● Instruções do exercício:
A) Enumere as questões que, segundo o texto sobre educação domiciliar, podem restringir o mundo para o qual a escola educa.
B) De acordo com o texto sobre educação domiciliar, por que a escola é um ambiente de socialização ampla mesmo quando se trata de escolas muito exclusivas? Responda em uma a três frases.
C) Devolva sem alterações o trecho do texto sobre educação domiciliar que começa em "Só por ter este" e termina em "possam ser detectados.".

● Trecho selecionado:
Só por ter este ponto de partida, a coisa já me causa revolta.  No geral, a proposta de educação domiciliar se pauta menos por uma crítica legítima ao ambiente escolar e mais por uma tentativa da família de ter o controle absoluto dos conteúdos ministrados e de quem tem acesso a criança, ou adolescente. Há os que argumentam que não frequentar a escola não impede a socialização, concordo, mas só permite uma socialização totalmente mediada e controlada pelos pais.  Tais situações, só para ser extremista, dificultam, por exemplo, que abusos possam ser detectados.   

Motivo principal do homeschooling? 
Questões morais e religiosas.
Aqui, no Brasil, volta e meia professores protagonizam casos de detecção e denúncia de abusos (*Às vezes, mesmo assim, termina em tragédia*).  Já nos EUA, de vez em quando aparecem os casos mais atrozes em que, via de regra, as crianças estavam em regime de homeschooling.  Com todos os seus riscos, a escola é um ambiente de socialização ampla, de confronto de ideias, em que, mesmo em escolas muito exclusivas, os educandos vem de famílias com vivências e estruturas diferentes.  A escola educa para o mundo, ainda que seja um mundo restrito por questões de classe, gênero, ou religiosas.  Isso me fez lembrar, aliás, de um dos pontos mais importantes do filme Desobediência...

● Material apresentado:
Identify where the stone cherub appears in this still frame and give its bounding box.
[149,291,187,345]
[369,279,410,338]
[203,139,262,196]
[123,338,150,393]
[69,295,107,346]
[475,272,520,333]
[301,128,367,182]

● Respostas escritas:
A) Questões de classe, de gênero e religiosas.

B) Mesmo nas escolas muito exclusivas, os educandos vêm de famílias com vivências e estruturas diferentes. Por isso a escola oferece socialização ampla e confronto de ideias.

C)
Só por ter este ponto de partida, a coisa já me causa revolta.  No geral, a proposta de educação domiciliar se pauta menos por uma crítica legítima ao ambiente escolar e mais por uma tentativa da família de ter o controle absoluto dos conteúdos ministrados e de quem tem acesso a criança, ou adolescente. Há os que argumentam que não frequentar a escola não impede a socialização, concordo, mas só permite uma socialização totalmente mediada e controlada pelos pais.  Tais situações, só para ser extremista, dificultam, por exemplo, que abusos possam ser detectados.